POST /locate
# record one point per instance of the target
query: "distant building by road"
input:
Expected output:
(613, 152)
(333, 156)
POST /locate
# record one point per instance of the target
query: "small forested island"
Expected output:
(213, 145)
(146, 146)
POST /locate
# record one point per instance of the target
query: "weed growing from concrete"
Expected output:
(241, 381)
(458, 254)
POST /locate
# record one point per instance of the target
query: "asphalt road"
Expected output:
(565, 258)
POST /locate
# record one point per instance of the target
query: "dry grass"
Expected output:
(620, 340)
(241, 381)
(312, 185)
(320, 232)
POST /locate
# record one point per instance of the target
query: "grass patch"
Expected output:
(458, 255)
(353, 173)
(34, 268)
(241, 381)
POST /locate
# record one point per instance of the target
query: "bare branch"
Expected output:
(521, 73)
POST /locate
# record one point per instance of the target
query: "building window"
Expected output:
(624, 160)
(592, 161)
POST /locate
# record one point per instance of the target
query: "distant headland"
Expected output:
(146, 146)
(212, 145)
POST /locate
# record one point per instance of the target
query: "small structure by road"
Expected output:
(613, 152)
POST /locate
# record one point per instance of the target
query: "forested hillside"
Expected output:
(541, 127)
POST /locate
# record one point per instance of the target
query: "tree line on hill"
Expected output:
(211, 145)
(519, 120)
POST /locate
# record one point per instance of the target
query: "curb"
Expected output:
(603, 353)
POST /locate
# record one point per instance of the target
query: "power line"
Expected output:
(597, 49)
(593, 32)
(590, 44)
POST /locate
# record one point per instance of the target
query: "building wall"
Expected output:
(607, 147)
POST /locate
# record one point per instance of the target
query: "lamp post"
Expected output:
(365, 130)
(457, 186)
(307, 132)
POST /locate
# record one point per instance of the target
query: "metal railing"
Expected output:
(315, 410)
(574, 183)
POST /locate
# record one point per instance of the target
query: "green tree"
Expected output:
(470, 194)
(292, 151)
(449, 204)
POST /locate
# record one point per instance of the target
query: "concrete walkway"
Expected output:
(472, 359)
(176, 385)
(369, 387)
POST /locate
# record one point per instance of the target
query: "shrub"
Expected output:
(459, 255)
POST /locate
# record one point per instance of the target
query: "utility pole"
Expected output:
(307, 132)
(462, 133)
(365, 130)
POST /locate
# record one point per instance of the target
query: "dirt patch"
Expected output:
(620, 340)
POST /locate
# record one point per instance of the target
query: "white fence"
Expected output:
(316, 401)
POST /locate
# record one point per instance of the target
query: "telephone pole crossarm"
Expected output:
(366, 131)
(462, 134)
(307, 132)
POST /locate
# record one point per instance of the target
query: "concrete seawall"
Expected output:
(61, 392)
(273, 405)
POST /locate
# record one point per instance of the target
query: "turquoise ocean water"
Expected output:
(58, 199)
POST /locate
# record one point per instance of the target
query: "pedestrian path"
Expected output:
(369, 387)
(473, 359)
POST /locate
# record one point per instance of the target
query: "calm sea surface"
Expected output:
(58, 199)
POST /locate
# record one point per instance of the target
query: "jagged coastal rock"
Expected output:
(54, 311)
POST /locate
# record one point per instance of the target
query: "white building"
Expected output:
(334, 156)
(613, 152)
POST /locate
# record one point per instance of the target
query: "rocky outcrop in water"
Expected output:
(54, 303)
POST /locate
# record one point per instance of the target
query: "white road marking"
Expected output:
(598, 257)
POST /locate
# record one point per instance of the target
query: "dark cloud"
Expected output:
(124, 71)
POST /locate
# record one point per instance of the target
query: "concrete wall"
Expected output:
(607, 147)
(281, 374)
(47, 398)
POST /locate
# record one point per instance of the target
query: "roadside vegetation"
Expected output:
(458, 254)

# Problem to work on
Return the total number of lines in the records that contain "concrete", without any explanation.

# Task answer
4